■ What you are asked to do ■
Work through the material below and count the lines holding the word "nose"; give that count and nothing more.

■ Data for this task ■
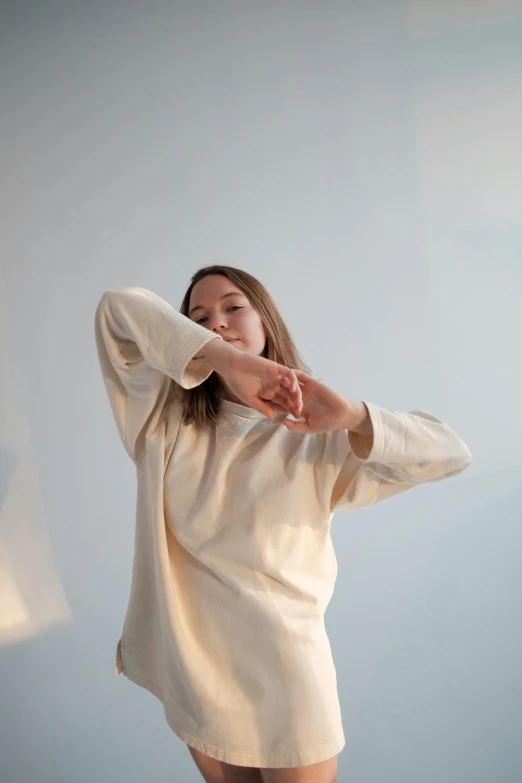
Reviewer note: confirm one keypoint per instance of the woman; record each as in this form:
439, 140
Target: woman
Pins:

==

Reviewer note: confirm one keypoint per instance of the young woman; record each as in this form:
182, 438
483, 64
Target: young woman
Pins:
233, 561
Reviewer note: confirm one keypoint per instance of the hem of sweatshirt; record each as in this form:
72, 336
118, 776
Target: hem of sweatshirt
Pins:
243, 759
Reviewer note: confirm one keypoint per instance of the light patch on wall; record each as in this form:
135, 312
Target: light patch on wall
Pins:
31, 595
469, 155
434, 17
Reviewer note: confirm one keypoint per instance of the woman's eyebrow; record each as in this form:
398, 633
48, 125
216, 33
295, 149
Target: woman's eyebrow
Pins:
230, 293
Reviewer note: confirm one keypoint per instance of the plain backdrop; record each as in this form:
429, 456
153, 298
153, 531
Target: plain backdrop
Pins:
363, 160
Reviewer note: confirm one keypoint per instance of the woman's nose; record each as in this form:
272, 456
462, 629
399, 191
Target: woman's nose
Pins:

* * *

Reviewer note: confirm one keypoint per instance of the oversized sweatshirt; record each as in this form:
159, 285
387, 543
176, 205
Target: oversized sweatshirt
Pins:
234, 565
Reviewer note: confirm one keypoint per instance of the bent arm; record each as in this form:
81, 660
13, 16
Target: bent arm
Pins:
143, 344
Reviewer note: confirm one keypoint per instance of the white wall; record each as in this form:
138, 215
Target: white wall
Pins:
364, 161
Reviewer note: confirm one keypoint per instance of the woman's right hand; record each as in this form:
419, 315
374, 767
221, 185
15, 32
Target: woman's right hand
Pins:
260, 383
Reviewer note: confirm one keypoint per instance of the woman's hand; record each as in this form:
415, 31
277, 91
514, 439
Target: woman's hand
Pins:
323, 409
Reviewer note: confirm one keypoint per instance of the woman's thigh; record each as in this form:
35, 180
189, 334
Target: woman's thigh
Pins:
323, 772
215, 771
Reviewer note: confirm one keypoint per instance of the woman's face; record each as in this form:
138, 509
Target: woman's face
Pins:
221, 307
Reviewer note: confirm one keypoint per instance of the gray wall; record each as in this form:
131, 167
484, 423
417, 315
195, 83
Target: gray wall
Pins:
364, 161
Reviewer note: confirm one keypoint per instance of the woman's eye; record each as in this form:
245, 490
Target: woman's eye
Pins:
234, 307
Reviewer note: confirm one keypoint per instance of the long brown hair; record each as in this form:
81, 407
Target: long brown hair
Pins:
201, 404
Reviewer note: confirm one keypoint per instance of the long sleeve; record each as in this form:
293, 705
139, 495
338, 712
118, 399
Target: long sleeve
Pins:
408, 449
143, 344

■ Response area ■
2